_Aim of the exercise_
Starting at the line that has "Get bounding boxes for woman with" and stopping after the line that has "92, 411, 122]]", put these lines into a two-column CSV with the headers label_text and bounding_boxes. Each row pairs a text line with the box list that follows it, with each field quoted and any line breaks turned into spaces.
— BEGIN Raw records —
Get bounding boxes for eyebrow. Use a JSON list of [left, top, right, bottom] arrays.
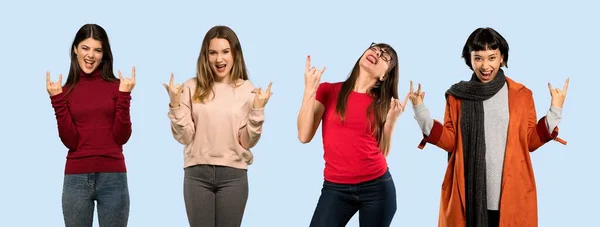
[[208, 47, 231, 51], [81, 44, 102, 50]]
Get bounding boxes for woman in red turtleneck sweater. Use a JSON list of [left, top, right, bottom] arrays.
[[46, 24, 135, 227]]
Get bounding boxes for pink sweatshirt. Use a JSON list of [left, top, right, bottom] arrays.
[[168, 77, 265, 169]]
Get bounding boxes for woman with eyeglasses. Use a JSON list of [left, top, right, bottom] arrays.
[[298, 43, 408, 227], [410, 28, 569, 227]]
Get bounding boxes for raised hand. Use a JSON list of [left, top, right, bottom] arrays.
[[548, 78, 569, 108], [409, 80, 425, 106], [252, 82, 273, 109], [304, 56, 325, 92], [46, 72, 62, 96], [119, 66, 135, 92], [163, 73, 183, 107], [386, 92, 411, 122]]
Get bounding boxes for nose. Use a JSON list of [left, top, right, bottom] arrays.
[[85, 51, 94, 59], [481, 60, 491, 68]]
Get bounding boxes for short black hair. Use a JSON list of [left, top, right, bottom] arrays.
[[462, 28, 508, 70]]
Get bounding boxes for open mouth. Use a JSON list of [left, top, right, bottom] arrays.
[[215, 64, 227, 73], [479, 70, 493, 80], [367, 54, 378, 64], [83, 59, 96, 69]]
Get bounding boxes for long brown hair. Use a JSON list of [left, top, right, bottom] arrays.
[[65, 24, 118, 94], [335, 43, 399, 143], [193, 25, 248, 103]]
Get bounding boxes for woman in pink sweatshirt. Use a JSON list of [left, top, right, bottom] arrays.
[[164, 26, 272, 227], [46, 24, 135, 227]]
— END Raw records —
— BEGIN Raw records —
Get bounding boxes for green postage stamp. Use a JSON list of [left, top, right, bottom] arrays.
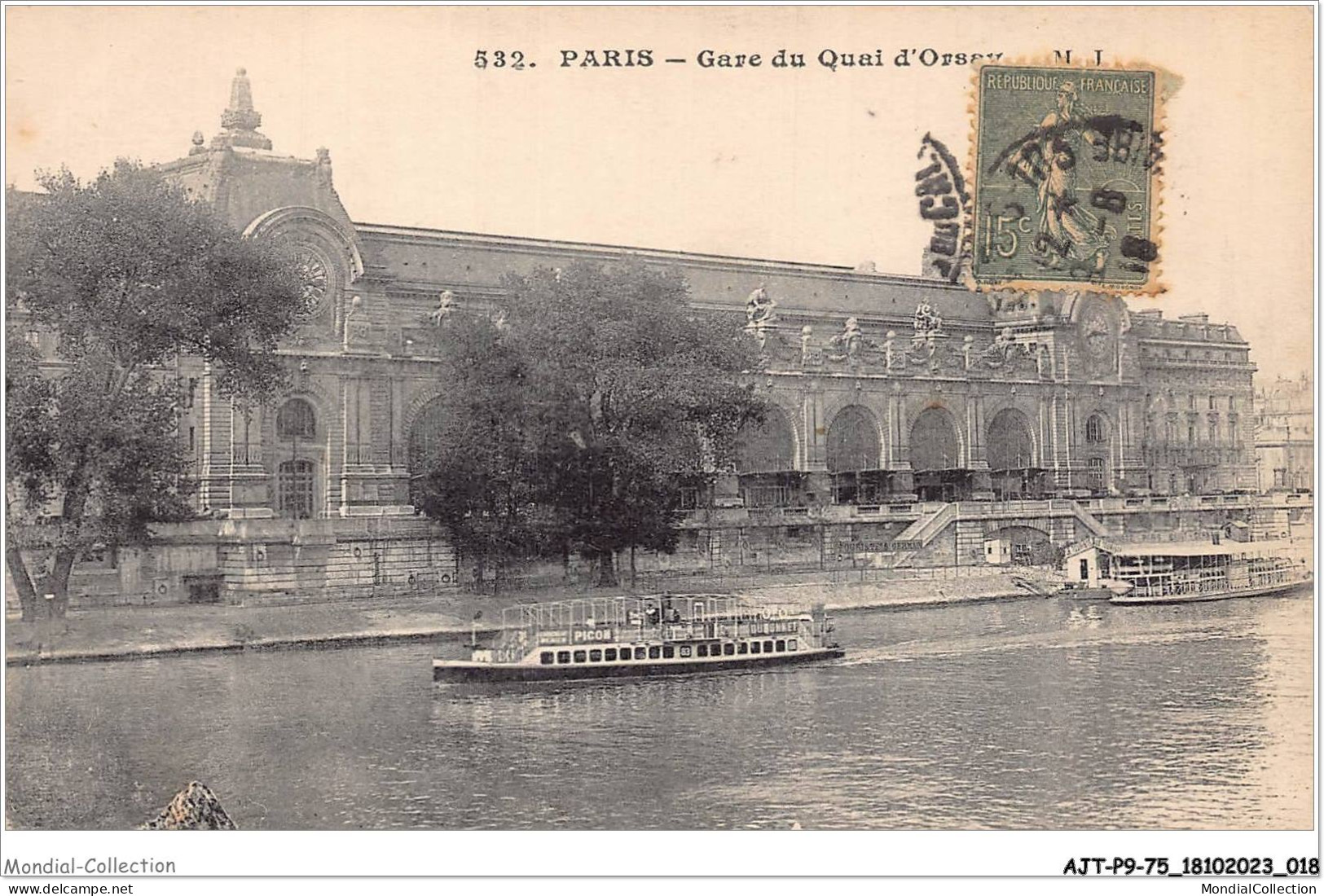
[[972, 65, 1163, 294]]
— END Raw records —
_Exercise solution_
label_text,bounding_boxes
"Get bounding boxes for woman with eyeglasses. Use a JSON list of [left, top, right, bottom] arrays.","[[298, 43, 408, 227], [410, 28, 569, 227]]"
"Get bounding boxes for raised hand. Use a JSON list of [left, top, right, bottom] arrays.","[[548, 78, 569, 108], [409, 80, 425, 106], [252, 82, 273, 109], [304, 56, 325, 92], [46, 72, 62, 96], [119, 66, 135, 92], [163, 73, 183, 107], [386, 92, 411, 122]]"